Militärpolizisten fixieren einen Demonstranten auf einer Straße in der US-Hauptstadt Washington. Während der Proteste gegen den Tod von George Floyd hat US-Präsident Donald Trump erwogen, reguläre Truppen gegen demonstrierende Bürger einzusetzen.

  1. Seit Tagen protestieren in den USA Tausende gegen Polizeigewalt, Rassismus und anhaltende Ungleichheit.
  2. Warum die Wut gerade jetzt hervortritt und wieso Donald Trumps Taktik scheitern könnte, im Wahlkampf davon zu profitieren, erklärt Harvard-Politologe Daniel Ziblatt.
  3. Ein Interview mit einem Mann, der sich in seinen düsteren Vorahnungen über Trumps autoritäre Tendenzen bestätigt fühlt.
····················
## ÜBUNGSAUFGABEN
1 > Wogegen protestieren laut dem Artikel seit Tagen Tausende in den USA?
2 > Setze den Artikel über die Proteste in den USA nach seinem letzten Satz fort.
····················
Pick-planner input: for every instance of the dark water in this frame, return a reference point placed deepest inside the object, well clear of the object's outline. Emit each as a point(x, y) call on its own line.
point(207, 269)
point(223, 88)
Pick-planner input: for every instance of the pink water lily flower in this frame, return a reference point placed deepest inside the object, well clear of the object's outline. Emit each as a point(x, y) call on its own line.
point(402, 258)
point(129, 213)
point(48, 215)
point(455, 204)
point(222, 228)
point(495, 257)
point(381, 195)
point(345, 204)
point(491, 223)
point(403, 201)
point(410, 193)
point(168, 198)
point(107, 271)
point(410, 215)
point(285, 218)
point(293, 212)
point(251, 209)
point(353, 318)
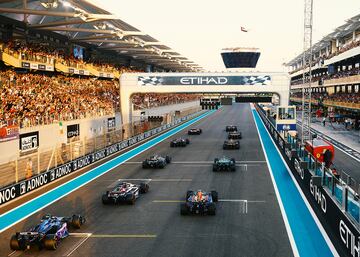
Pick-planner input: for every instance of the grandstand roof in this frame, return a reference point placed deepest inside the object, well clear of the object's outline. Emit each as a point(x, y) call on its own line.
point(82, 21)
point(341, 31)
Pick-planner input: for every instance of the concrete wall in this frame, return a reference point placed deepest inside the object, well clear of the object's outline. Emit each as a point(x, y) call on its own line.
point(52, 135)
····················
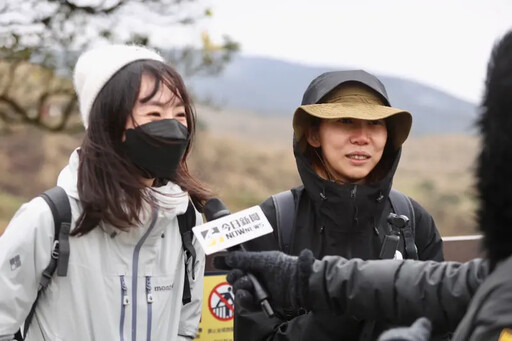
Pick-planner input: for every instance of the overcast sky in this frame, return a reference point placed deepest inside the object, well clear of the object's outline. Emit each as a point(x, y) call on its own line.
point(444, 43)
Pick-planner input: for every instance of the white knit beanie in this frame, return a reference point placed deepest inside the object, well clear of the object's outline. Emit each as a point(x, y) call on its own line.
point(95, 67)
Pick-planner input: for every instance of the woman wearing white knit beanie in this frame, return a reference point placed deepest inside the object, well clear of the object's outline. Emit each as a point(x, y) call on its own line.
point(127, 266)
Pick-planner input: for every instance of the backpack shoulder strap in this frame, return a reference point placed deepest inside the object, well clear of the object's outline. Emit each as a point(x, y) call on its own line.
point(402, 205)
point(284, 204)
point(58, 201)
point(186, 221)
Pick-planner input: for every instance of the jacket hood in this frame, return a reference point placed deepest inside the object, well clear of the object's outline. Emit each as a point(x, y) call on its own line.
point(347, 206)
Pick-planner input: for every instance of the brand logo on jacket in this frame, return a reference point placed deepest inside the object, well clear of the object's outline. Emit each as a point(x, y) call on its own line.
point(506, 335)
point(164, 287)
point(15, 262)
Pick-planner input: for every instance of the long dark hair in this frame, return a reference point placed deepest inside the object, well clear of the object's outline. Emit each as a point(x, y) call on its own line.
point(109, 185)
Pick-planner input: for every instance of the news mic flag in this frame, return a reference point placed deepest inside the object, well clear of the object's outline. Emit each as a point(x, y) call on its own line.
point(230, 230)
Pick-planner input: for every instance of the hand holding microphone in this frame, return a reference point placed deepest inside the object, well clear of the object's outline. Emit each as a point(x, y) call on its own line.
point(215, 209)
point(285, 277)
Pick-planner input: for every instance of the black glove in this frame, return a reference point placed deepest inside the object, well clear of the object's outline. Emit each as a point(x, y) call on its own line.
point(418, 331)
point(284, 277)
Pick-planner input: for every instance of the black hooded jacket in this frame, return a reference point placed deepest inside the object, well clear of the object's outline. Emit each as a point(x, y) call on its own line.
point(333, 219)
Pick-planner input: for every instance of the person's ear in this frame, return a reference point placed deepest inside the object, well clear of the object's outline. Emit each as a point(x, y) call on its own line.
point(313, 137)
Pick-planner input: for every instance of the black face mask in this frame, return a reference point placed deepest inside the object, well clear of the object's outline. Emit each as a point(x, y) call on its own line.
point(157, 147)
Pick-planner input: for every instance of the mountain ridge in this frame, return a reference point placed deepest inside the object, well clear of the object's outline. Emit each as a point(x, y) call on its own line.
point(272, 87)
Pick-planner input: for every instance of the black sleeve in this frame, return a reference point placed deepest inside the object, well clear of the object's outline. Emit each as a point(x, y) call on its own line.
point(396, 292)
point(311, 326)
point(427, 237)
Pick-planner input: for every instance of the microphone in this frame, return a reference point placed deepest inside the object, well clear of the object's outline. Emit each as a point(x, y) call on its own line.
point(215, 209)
····················
## ANTWORTEN JE AUFGABE
1 > Gegen Polizeigewalt, Rassismus und anhaltende Ungleichheit.

2 >
In seinem international viel beachteten Buch „Wie Demokratien sterben” hat der US-Politikwissenschaftler Daniel Ziblatt beschrieben, dass demokratische Gesellschaften nicht immer mit einem lauten Knall wie einem Putsch abgeschafft werden. Immer wieder werden sie auch von Extremisten und Populisten ausgehöhlt, denen sich niemand in den Weg stellt.

Die USA als Beispiel einer ausgehöhlten Demokratie

Als aktuelles Beispiel machte der Harvard-Professor, der sich auf „Demokratie und Demokratisierung” sowie die Politik Westeuropas seit dem 19. Jahrhundert spezialisiert hat, den US-Präsidenten Donald Trump aus – und warf dessen republikanischer Partei vor, seinen autoritären Tendenzen nicht entgegenzutreten.

Professor Ziblatt, in dieser Woche waren die USA im Ausnahmezustand: Nach der Tötung des Afroamerikaners George Floyd durch Polizisten protestierten in fast allen größeren Städten Tausende auf den Straßen, oft kam es zu Ausschreitungen. Was treibt die Demonstranten an – allein der Protest gegen Polizeirassismus?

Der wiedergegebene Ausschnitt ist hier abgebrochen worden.